Rabin zeigt Arafat die kalte Schulter

US-Außenminister Christopher startet erneut, um im Nahen Osten Frieden zu stiften / Die israelische Regierung spielt auf Zeit, um die PLO zu weiteren Konzessionen zu drängen  ■ Aus Tel Aviv Amos Wollin

Spät gestern abend wurde auf dem Ben-Gurion-Flughafen zwischen Tel Aviv und Jerusalem die Sondermaschine von US-Außenminister Warren Christopher erwartet. Der Chefdiplomat der US- Regierung bereist in den nächsten sieben Tagen zum wiederholten Mal den Nahen Osten, um die fast schon chronische Krise des Friedensprozesses zu beheben. Christophers Ankunftszeit, nach Beginn der jüdischen Sabbatruhe, schloß pompöse Begrüßungszeremonien aus. Sie verhinderte aber auch Proteste von religiösen Siedlern am Rollfeld.

::::::::::

Aufgabe A: Gib die Datenzeilen unverändert wieder, und zwar von ihrem Anfang bis einschließlich der Zeile mit „M 163 61 L 128“.

::::::::::

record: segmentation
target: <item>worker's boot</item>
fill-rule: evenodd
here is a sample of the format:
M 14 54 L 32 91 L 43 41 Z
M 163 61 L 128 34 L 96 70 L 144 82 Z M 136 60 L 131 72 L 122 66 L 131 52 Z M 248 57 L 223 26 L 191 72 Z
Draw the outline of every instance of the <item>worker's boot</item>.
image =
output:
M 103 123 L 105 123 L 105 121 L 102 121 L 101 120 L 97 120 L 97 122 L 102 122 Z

::::::::::

Aufgabe B: Schreib aus dem Artikel über Christophers Nahostreise die Stelle wortgetreu ab, die mit „US-Außenminister Christopher startet“ beginnt und bis einschließlich „Siedlern am Rollfeld.“ reicht.

Vollständige Ausgabe A:
record: segmentation
target: <item>worker's boot</item>
fill-rule: evenodd
here is a sample of the format:
M 14 54 L 32 91 L 43 41 Z
M 163 61 L 128 34 L 96 70 L 144 82 Z M 136 60 L 131 72 L 122 66 L 131 52 Z M 248 57 L 223 26 L 191 72 Z

Vollständige Ausgabe B:
US-Außenminister Christopher startet erneut, um im Nahen Osten Frieden zu stiften / Die israelische Regierung spielt auf Zeit, um die PLO zu weiteren Konzessionen zu drängen  ■ Aus Tel Aviv Amos Wollin

Spät gestern abend wurde auf dem Ben-Gurion-Flughafen zwischen Tel Aviv und Jerusalem die Sondermaschine von US-Außenminister Warren Christopher erwartet. Der Chefdiplomat der US- Regierung bereist in den nächsten sieben Tagen zum wiederholten Mal den Nahen Osten, um die fast schon chronische Krise des Friedensprozesses zu beheben. Christophers Ankunftszeit, nach Beginn der jüdischen Sabbatruhe, schloß pompöse Begrüßungszeremonien aus. Sie verhinderte aber auch Proteste von religiösen Siedlern am Rollfeld.